Provided records.
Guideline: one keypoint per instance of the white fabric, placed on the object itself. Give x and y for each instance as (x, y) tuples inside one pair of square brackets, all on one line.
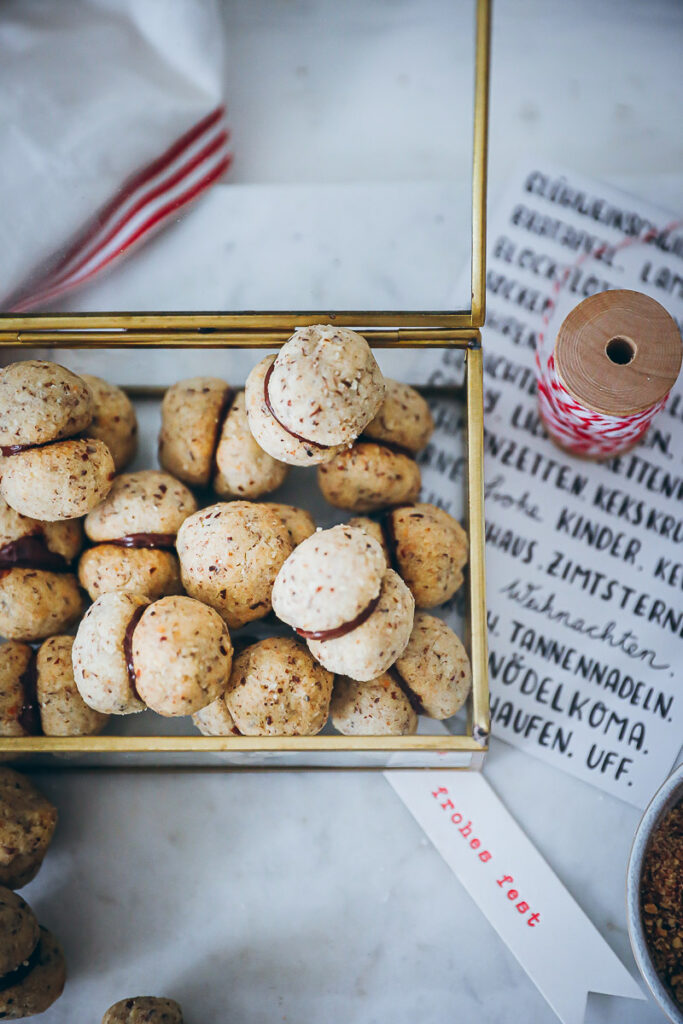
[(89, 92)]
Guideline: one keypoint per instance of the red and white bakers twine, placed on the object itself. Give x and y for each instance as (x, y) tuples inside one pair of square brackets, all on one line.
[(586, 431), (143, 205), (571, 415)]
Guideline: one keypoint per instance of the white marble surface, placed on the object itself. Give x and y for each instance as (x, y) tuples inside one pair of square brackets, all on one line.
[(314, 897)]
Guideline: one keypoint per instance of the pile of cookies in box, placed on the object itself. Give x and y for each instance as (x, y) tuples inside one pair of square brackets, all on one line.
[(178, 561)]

What this task involves. Lay out everything from the line containing "Guideline: one keypoint per instance of the white marble" down to the end of the material as a Markdown table with two columns, Row and Line. Number each line and skip any blank ones.

Final answer.
| Row | Line |
|---|---|
| 1 | Guideline: one keypoint per instance of the white marble surface, placed on the object itself. Give x and y for each instance as (x, y) tuples inside one pair of square brackets, all on one line. |
| 2 | [(314, 897)] |
| 3 | Guideline: one keypoint per instance of the pile of cookies in box, placed on the object itself. Give x and y for each instance as (x, y) tuples inside one pair of square brackets, all on one line. |
| 4 | [(178, 561)] |